(Excerpts of location labeling data)
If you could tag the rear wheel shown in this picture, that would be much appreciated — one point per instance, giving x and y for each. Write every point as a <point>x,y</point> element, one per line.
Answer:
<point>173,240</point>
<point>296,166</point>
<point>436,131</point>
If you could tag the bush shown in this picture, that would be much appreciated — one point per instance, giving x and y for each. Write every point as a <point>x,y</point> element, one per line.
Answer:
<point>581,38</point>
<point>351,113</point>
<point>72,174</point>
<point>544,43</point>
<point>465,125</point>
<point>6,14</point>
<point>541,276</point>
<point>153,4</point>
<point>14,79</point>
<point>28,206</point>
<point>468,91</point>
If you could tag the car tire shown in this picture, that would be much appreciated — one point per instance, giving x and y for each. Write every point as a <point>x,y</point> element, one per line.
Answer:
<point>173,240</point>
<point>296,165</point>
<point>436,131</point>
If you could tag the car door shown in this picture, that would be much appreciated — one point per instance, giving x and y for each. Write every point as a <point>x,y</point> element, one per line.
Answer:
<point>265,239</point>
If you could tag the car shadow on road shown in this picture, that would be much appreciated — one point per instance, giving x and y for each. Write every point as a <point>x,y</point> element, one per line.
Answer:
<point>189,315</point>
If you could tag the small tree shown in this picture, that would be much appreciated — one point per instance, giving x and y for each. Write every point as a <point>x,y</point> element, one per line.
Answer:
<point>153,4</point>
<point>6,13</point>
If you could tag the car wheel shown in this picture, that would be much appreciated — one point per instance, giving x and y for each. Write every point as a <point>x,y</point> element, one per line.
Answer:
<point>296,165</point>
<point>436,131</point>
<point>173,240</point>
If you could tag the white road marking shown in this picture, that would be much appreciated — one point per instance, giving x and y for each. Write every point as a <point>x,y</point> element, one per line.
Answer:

* DIRECTIVE
Copy the records word for word, from the line containing "If you could tag the small" through the end of the records.

* FINAL RESULT
If you could tag the small tree shown in this picture, that would be much appreciated — one point per instance, giving x and y for each. Write every point as a <point>x,y</point> element, one per line.
Answer:
<point>153,4</point>
<point>6,13</point>
If you could tag the car wheel shown in this picture, that would be much appreciated — one point per instance, giving x and y for each. Write every point as a <point>x,y</point> element, one per line.
Answer:
<point>296,165</point>
<point>436,131</point>
<point>173,240</point>
If you could tag the white road marking shown in this picture, that would be much appreciated — one point per instance, giving x and y for each. Write every point as a <point>x,y</point> element, one per line.
Answer:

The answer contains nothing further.